Please find each line in the records below that contains the word "negative" and copy it out. Only matches with the same case count.

━━━ Input for this task ━━━

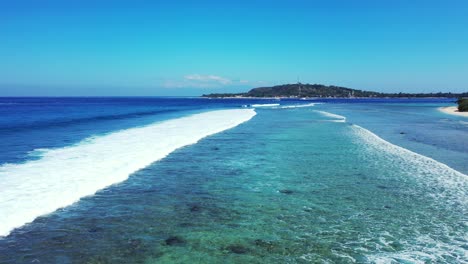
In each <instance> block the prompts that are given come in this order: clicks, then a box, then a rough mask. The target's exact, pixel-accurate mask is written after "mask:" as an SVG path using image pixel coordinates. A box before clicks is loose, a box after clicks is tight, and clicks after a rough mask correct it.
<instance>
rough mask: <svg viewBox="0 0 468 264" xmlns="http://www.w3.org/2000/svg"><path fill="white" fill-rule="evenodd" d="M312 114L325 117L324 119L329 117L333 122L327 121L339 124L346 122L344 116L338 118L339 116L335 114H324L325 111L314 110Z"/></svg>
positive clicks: (328, 120) (324, 113)
mask: <svg viewBox="0 0 468 264" xmlns="http://www.w3.org/2000/svg"><path fill="white" fill-rule="evenodd" d="M314 112H317V113H319V114H322V115H323V116H326V117H329V118H333V120H328V121H331V122H341V123H344V122H346V117H344V116H340V115H337V114H332V113H329V112H325V111H320V110H315V111H314Z"/></svg>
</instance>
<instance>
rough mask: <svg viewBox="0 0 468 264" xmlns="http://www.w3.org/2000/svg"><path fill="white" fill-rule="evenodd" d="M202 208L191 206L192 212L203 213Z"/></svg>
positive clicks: (194, 206)
mask: <svg viewBox="0 0 468 264" xmlns="http://www.w3.org/2000/svg"><path fill="white" fill-rule="evenodd" d="M201 209H202V208H201V207H200V206H199V205H196V204H195V205H192V206H190V212H200V211H201Z"/></svg>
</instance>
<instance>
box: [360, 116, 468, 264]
mask: <svg viewBox="0 0 468 264" xmlns="http://www.w3.org/2000/svg"><path fill="white" fill-rule="evenodd" d="M351 129H352V131H353V134H354V135H355V136H357V140H358V141H357V142H358V144H361V145H362V144H364V146H365V147H366V148H367V149H368V150H369V153H370V155H383V156H384V158H385V160H389V161H391V163H392V164H399V165H397V166H404V170H405V171H406V172H407V173H403V174H404V175H406V176H403V177H411V178H412V179H414V180H416V182H417V184H418V185H420V186H421V187H422V189H423V190H427V194H428V195H429V196H430V197H434V199H435V200H434V201H433V202H434V205H433V206H435V207H436V206H444V207H450V208H454V209H453V210H463V211H465V210H466V208H468V207H467V205H468V176H467V175H465V174H463V173H461V172H458V171H456V170H454V169H452V168H450V167H449V166H447V165H445V164H443V163H441V162H438V161H436V160H434V159H432V158H429V157H426V156H423V155H421V154H418V153H415V152H413V151H411V150H408V149H405V148H403V147H400V146H397V145H394V144H392V143H390V142H388V141H386V140H384V139H382V138H381V137H379V136H377V135H376V134H374V133H372V132H371V131H369V130H367V129H365V128H363V127H360V126H357V125H351ZM377 153H378V154H377ZM434 188H435V191H434V190H433V189H434ZM455 208H456V209H455ZM464 208H465V209H464ZM464 225H465V226H466V223H465V224H464ZM440 228H444V227H443V226H440ZM462 228H463V227H462ZM449 233H453V232H451V231H447V235H448V236H449V237H451V238H450V239H447V238H446V239H445V240H439V239H437V240H435V239H433V238H432V237H431V236H429V235H427V234H420V235H418V236H417V237H415V240H416V242H415V243H414V242H409V241H408V242H406V243H405V244H407V245H406V246H407V247H408V249H407V250H405V251H400V252H381V253H377V254H372V255H369V256H368V260H369V261H370V262H371V263H394V262H408V263H428V262H430V263H433V262H434V263H451V262H450V261H446V260H445V257H446V256H451V257H452V258H456V259H457V261H456V262H457V263H463V261H465V262H466V263H468V250H467V249H466V248H465V246H464V242H463V241H466V239H468V235H465V236H464V235H461V234H462V233H463V232H460V233H459V234H452V235H449ZM460 235H461V236H460ZM400 242H402V243H403V241H400ZM424 245H432V246H430V247H427V246H424Z"/></svg>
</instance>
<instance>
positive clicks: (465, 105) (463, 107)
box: [457, 98, 468, 112]
mask: <svg viewBox="0 0 468 264" xmlns="http://www.w3.org/2000/svg"><path fill="white" fill-rule="evenodd" d="M457 103H458V112H468V98H460V99H458V101H457Z"/></svg>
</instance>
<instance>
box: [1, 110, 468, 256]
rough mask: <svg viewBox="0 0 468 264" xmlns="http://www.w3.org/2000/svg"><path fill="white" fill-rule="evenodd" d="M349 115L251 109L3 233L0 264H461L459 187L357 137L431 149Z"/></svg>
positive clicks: (437, 169)
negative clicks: (215, 129)
mask: <svg viewBox="0 0 468 264" xmlns="http://www.w3.org/2000/svg"><path fill="white" fill-rule="evenodd" d="M360 107H361V108H362V107H364V108H366V107H368V106H356V109H346V107H344V105H329V104H327V105H317V106H315V107H308V108H292V109H257V110H256V112H257V115H256V116H255V117H254V118H253V119H251V120H250V121H249V122H246V123H243V124H241V125H239V126H237V127H235V128H233V129H230V130H227V131H225V132H222V133H219V134H215V135H213V136H210V137H208V138H205V139H203V140H201V141H200V142H199V143H197V144H195V145H191V146H187V147H184V148H182V149H179V150H177V151H175V152H173V153H172V154H171V155H169V156H168V157H166V158H165V159H163V160H161V161H159V162H156V163H154V164H153V165H151V166H149V167H147V168H145V169H142V170H140V171H138V172H136V173H135V174H133V175H132V176H131V177H130V179H129V180H127V181H125V182H123V183H120V184H117V185H114V186H111V187H109V188H106V189H104V190H102V191H99V192H98V193H97V194H96V195H94V196H90V197H86V198H84V199H82V200H81V201H80V202H79V203H76V204H74V205H72V206H69V207H66V208H63V209H60V210H59V211H57V212H55V213H53V214H51V215H48V216H44V217H40V218H39V219H37V220H36V221H34V223H32V224H30V225H28V226H25V227H23V228H21V229H18V230H16V231H15V232H13V233H12V234H11V235H10V236H8V237H7V238H5V239H3V240H1V241H0V253H1V254H0V262H2V263H3V262H5V263H30V262H37V261H40V262H41V263H221V262H226V263H308V262H312V263H355V262H357V263H464V262H467V261H468V246H467V244H468V225H467V210H468V205H467V190H468V188H467V178H466V175H463V174H461V173H459V172H456V171H454V170H452V169H450V168H449V167H447V166H445V165H443V164H441V163H439V162H437V161H435V160H433V159H428V158H426V157H423V156H421V155H419V154H416V153H415V152H411V151H408V150H406V149H403V148H401V147H398V146H396V145H393V144H391V143H389V142H387V141H385V140H383V139H381V138H380V137H378V136H376V135H375V134H373V133H372V132H370V131H369V130H367V129H365V128H369V129H370V128H372V129H376V130H377V131H380V130H381V131H389V130H390V131H392V132H388V134H385V133H382V134H379V136H381V137H383V138H385V139H388V140H389V141H391V142H392V143H399V145H401V144H408V146H413V147H414V148H417V147H418V146H419V147H420V149H419V150H423V149H424V148H426V147H423V146H422V145H431V146H432V147H434V145H432V143H430V144H429V143H428V144H423V143H421V142H420V143H418V144H419V145H418V144H414V145H413V141H411V140H405V138H404V137H405V135H407V134H403V135H402V134H400V131H399V130H400V129H401V127H399V125H400V124H399V123H398V122H396V121H395V122H393V121H392V122H387V123H388V124H390V125H387V128H388V126H391V125H392V126H396V127H398V128H395V129H384V124H385V121H384V120H385V118H386V117H385V116H382V114H380V115H376V116H374V117H372V115H367V117H366V114H362V113H361V114H357V113H358V112H359V111H360V110H361V108H360ZM392 107H393V106H392ZM405 107H411V106H408V105H405ZM431 107H432V106H431ZM410 109H412V110H413V111H416V110H415V109H414V108H410ZM430 109H432V108H430ZM317 110H319V111H327V112H331V113H335V114H340V115H343V116H346V117H347V122H342V121H344V120H343V119H342V118H341V117H339V116H332V115H327V113H324V112H318V111H317ZM395 115H396V114H395ZM395 115H390V116H388V117H387V120H393V119H395V120H396V119H397V118H396V116H395ZM437 115H438V114H437V113H435V112H432V113H431V114H430V115H429V116H432V117H433V116H437ZM441 118H449V119H450V117H444V116H442V117H441ZM410 119H411V118H410ZM415 119H417V118H416V117H415ZM379 120H380V121H379ZM411 120H413V119H411ZM421 120H423V121H424V120H426V121H425V122H422V121H421V122H422V123H430V122H433V121H431V120H428V119H421ZM413 121H414V120H413ZM458 121H459V120H458V119H457V120H455V121H454V122H458ZM365 122H367V123H365ZM401 122H403V121H401ZM403 123H404V122H403ZM356 124H357V125H360V126H357V125H356ZM365 124H367V126H366V127H365V128H363V127H361V126H364V125H365ZM405 124H406V127H410V126H409V124H410V123H409V122H408V121H407V122H406V123H405ZM444 124H445V123H444ZM372 126H373V127H372ZM433 127H437V126H435V125H433ZM379 129H380V130H379ZM422 130H423V129H421V131H422ZM405 131H406V132H405V133H408V134H411V133H416V132H417V133H420V132H419V130H418V131H416V130H415V129H412V130H411V129H407V130H405ZM408 131H414V132H408ZM453 133H459V134H461V135H463V136H465V135H466V133H464V132H463V129H462V130H461V132H460V130H458V131H456V132H453ZM398 136H402V138H399V137H398ZM433 136H434V135H433ZM434 137H435V136H434ZM398 140H400V141H398ZM405 142H406V143H405ZM408 142H409V143H408ZM426 142H433V141H430V140H426ZM400 143H401V144H400ZM434 144H435V143H434ZM452 144H454V143H452ZM408 148H409V149H411V148H410V147H408ZM427 148H431V147H427ZM443 149H444V150H447V151H452V152H454V151H458V153H461V154H463V153H464V151H466V149H463V148H461V149H456V148H455V147H451V146H450V145H447V144H446V146H445V147H444V148H443ZM411 150H412V151H417V150H418V149H411ZM437 155H438V154H434V156H435V157H433V158H436V157H437ZM426 156H429V155H426ZM462 163H463V162H462V161H460V160H455V161H454V164H462Z"/></svg>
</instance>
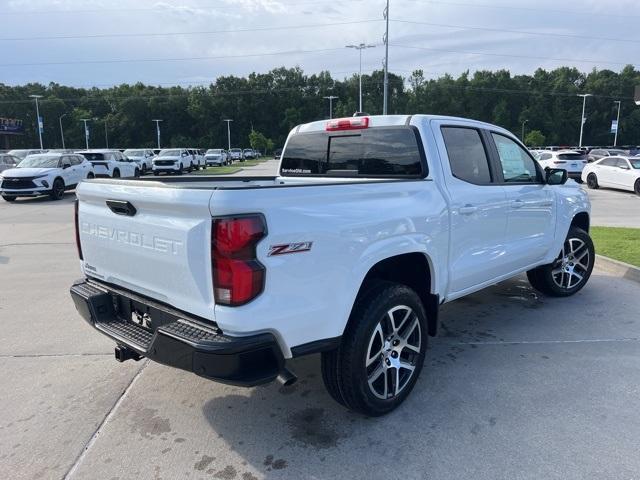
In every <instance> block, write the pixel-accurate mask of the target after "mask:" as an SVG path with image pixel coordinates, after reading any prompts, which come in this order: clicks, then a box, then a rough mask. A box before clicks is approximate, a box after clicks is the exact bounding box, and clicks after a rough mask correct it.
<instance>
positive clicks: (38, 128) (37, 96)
mask: <svg viewBox="0 0 640 480" xmlns="http://www.w3.org/2000/svg"><path fill="white" fill-rule="evenodd" d="M29 98H35V99H36V117H37V122H38V138H40V150H43V148H42V128H43V126H44V125H43V122H42V118H40V108H39V107H38V99H39V98H42V95H29Z"/></svg>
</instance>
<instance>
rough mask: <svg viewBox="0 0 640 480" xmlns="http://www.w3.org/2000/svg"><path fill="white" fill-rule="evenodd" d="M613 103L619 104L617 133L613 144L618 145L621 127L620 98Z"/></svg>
mask: <svg viewBox="0 0 640 480" xmlns="http://www.w3.org/2000/svg"><path fill="white" fill-rule="evenodd" d="M613 103H617V104H618V116H617V117H616V135H615V137H613V146H614V147H616V146H618V129H619V128H620V100H615V101H614V102H613Z"/></svg>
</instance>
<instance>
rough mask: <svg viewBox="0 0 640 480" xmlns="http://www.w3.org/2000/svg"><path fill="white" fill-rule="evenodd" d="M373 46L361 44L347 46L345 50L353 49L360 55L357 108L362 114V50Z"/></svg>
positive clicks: (363, 43)
mask: <svg viewBox="0 0 640 480" xmlns="http://www.w3.org/2000/svg"><path fill="white" fill-rule="evenodd" d="M374 47H375V45H367V44H366V43H361V44H359V45H347V46H346V48H355V49H356V50H358V52H359V53H360V73H359V74H358V80H359V84H360V88H359V90H360V107H359V108H358V111H359V112H362V111H363V110H362V50H364V49H365V48H374Z"/></svg>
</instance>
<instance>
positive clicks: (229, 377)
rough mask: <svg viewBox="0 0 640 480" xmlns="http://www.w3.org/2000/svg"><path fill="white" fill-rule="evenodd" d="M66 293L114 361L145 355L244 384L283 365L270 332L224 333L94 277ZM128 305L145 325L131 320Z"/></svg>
mask: <svg viewBox="0 0 640 480" xmlns="http://www.w3.org/2000/svg"><path fill="white" fill-rule="evenodd" d="M71 297H72V298H73V302H74V303H75V306H76V309H77V310H78V312H79V313H80V315H81V316H82V318H84V319H85V320H86V321H87V322H88V323H89V324H90V325H92V326H93V327H95V328H96V329H97V330H99V331H100V332H102V333H103V334H105V335H106V336H107V337H109V338H111V339H112V340H114V341H115V342H116V343H117V344H118V347H117V351H116V353H118V352H119V353H120V355H117V357H118V359H119V360H120V361H123V360H127V359H129V358H133V359H136V356H139V357H148V358H150V359H151V360H154V361H156V362H159V363H162V364H165V365H169V366H171V367H176V368H180V369H182V370H187V371H189V372H193V373H195V374H196V375H199V376H201V377H205V378H208V379H211V380H216V381H219V382H222V383H227V384H231V385H239V386H244V387H250V386H254V385H260V384H263V383H268V382H271V381H273V380H275V379H276V377H277V376H278V374H279V373H280V372H282V371H283V370H284V357H283V355H282V351H281V350H280V348H279V346H278V343H277V341H276V339H275V337H274V336H273V335H272V334H270V333H261V334H258V335H252V336H248V337H229V336H226V335H224V334H223V333H222V332H220V330H219V329H218V328H217V327H216V326H214V325H204V324H203V323H201V322H200V321H198V320H197V319H194V318H190V317H189V316H188V315H186V314H183V313H181V312H178V311H176V310H173V309H171V308H169V307H166V306H164V305H162V304H159V303H158V302H155V301H154V300H150V299H146V298H144V297H140V296H138V295H136V294H133V293H130V294H129V293H128V292H126V291H123V290H120V289H116V288H113V287H111V286H110V285H106V284H103V283H99V282H97V281H94V280H82V281H79V282H76V283H74V284H73V286H72V287H71ZM134 309H135V310H134ZM132 310H134V311H135V312H136V314H137V315H138V318H139V320H140V322H142V323H147V326H148V328H145V327H143V326H142V325H138V324H137V323H134V322H133V321H132V320H131V317H132V313H131V312H132ZM143 311H144V314H146V315H145V318H144V319H143V318H142V317H140V313H142V312H143ZM156 322H157V323H158V325H157V326H154V325H153V323H156ZM149 323H151V325H148V324H149ZM118 349H119V350H118Z"/></svg>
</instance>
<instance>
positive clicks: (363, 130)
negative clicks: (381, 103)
mask: <svg viewBox="0 0 640 480" xmlns="http://www.w3.org/2000/svg"><path fill="white" fill-rule="evenodd" d="M280 172H281V174H282V175H287V176H295V175H335V176H346V177H351V176H363V177H416V178H418V177H422V176H426V174H427V172H426V163H425V162H424V153H423V151H422V149H421V148H420V144H419V140H418V135H417V133H416V131H415V130H414V129H413V128H412V127H378V128H371V129H366V130H362V131H349V132H340V133H332V134H329V133H327V132H313V133H301V134H297V135H293V136H292V137H291V138H290V139H289V143H288V144H287V147H286V149H285V150H284V152H283V157H282V164H281V168H280Z"/></svg>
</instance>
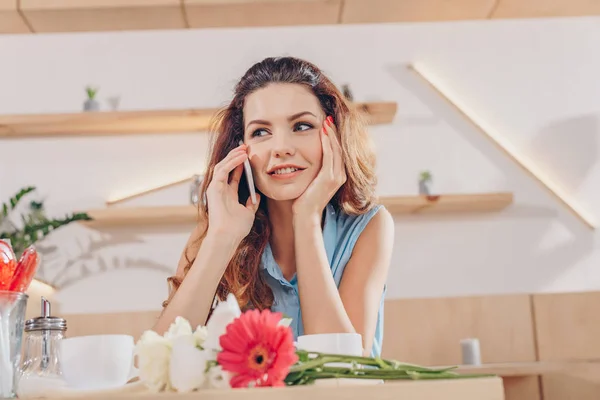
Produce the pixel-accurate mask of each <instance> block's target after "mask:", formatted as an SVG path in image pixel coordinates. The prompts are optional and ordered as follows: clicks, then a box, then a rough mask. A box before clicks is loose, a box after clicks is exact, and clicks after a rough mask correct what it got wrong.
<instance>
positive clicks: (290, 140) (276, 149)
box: [273, 134, 296, 158]
mask: <svg viewBox="0 0 600 400" xmlns="http://www.w3.org/2000/svg"><path fill="white" fill-rule="evenodd" d="M277 136H279V137H276V138H275V140H274V145H273V156H275V157H277V158H281V157H287V156H293V155H294V153H295V152H296V149H295V147H294V144H293V143H292V140H291V138H290V137H289V135H287V134H280V135H277Z"/></svg>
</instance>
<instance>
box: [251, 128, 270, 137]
mask: <svg viewBox="0 0 600 400" xmlns="http://www.w3.org/2000/svg"><path fill="white" fill-rule="evenodd" d="M267 133H268V132H267V130H266V129H257V130H255V131H254V132H252V135H251V136H252V137H260V136H264V135H266V134H267Z"/></svg>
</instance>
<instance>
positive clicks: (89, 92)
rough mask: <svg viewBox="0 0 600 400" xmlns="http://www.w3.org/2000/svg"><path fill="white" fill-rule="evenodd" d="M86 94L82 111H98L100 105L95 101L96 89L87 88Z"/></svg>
mask: <svg viewBox="0 0 600 400" xmlns="http://www.w3.org/2000/svg"><path fill="white" fill-rule="evenodd" d="M85 91H86V93H87V99H86V101H85V103H83V110H84V111H98V110H100V103H99V102H98V100H96V94H98V89H97V88H93V87H91V86H88V87H86V88H85Z"/></svg>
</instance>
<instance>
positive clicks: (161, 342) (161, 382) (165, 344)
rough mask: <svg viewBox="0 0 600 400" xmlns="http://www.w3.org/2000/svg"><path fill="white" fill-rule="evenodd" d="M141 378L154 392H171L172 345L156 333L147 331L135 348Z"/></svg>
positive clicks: (158, 334) (142, 380) (140, 338)
mask: <svg viewBox="0 0 600 400" xmlns="http://www.w3.org/2000/svg"><path fill="white" fill-rule="evenodd" d="M135 354H136V355H137V358H138V370H139V377H140V380H141V381H142V382H144V384H145V385H146V386H147V387H148V388H149V389H150V390H152V391H154V392H160V391H162V390H170V384H169V358H170V356H171V343H170V342H169V340H167V339H166V338H164V337H163V336H160V335H159V334H158V333H156V332H154V331H151V330H150V331H146V332H144V334H143V335H142V336H141V338H140V340H139V341H138V342H137V344H136V347H135Z"/></svg>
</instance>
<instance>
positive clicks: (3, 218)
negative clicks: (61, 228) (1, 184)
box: [0, 186, 92, 255]
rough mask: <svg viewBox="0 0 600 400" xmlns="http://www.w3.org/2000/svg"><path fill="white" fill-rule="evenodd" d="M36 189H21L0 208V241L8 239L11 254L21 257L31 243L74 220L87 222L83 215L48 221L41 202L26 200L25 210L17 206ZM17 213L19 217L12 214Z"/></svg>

━━━

* _Your response_:
negative clicks: (215, 129)
negative clicks: (381, 103)
negative clicks: (61, 228) (1, 184)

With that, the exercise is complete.